(Natural language region descriptions)
● ● ●
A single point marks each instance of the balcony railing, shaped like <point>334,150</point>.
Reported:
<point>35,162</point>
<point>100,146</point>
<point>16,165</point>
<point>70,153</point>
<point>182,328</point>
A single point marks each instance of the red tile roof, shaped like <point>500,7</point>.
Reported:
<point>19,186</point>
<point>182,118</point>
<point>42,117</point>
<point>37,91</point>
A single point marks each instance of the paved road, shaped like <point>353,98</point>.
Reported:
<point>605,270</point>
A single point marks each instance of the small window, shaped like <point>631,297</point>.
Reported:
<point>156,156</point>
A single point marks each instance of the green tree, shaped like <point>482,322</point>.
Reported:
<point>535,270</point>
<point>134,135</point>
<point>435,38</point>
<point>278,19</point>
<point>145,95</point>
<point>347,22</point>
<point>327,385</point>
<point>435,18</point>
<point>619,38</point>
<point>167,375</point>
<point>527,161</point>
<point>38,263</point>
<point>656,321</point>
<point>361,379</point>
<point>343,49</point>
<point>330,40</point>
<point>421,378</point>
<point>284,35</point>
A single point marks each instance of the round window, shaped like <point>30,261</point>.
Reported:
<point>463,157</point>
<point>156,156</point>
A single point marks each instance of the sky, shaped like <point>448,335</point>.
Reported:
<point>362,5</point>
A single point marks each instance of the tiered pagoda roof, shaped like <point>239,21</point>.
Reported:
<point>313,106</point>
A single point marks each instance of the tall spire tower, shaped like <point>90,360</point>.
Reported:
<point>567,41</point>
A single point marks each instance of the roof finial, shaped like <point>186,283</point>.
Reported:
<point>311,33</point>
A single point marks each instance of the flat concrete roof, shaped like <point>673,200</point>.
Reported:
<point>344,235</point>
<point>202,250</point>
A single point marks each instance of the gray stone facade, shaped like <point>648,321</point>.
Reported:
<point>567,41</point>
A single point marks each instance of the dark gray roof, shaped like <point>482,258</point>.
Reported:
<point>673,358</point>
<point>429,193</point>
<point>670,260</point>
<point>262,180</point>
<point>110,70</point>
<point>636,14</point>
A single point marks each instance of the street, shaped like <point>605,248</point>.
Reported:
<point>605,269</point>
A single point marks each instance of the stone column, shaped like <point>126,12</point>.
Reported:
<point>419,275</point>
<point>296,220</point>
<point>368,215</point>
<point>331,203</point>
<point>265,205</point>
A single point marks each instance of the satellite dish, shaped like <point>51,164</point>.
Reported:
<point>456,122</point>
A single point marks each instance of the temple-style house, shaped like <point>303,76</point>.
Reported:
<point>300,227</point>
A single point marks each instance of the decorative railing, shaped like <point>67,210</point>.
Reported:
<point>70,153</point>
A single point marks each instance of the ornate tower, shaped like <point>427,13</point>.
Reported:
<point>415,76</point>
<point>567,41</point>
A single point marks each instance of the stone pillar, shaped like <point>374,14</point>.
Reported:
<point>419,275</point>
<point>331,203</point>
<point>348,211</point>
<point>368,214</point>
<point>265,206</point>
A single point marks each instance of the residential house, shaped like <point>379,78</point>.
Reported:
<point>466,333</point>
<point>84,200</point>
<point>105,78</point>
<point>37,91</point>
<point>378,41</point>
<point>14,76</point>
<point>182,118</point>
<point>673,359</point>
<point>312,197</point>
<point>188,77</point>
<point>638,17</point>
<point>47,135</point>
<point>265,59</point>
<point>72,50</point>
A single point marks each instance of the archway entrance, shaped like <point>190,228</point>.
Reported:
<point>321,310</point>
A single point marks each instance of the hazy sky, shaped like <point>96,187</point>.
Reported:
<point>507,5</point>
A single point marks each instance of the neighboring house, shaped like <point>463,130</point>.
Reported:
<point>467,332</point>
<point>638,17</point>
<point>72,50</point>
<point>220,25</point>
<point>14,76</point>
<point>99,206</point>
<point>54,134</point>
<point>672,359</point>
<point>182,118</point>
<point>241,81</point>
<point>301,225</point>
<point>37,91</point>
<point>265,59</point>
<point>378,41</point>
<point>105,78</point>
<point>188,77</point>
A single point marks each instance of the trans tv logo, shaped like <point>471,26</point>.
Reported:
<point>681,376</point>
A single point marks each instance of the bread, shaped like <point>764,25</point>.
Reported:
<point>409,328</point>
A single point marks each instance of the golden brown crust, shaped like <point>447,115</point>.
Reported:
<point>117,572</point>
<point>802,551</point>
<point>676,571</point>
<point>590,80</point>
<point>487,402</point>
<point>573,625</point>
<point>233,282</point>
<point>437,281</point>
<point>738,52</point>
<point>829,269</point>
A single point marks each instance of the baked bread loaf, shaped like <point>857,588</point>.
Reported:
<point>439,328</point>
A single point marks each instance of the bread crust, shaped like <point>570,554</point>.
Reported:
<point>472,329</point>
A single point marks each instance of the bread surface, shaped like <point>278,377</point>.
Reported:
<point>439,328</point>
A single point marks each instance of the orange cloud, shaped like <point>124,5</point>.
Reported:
● ● ●
TASK PROMPT
In the data above, find the line with "A single point marks each instance of the tall" and the line with "A single point marks each instance of the flat". Retype both, plus every line between them, exactly.

EXERCISE SOLUTION
A single point marks each instance of the tall spire tower, shaped like <point>90,360</point>.
Reported:
<point>567,41</point>
A single point marks each instance of the roof finial, shaped like <point>186,283</point>.
Reported:
<point>311,33</point>
A single point marks each instance of the flat concrete roof, shaped like <point>673,200</point>.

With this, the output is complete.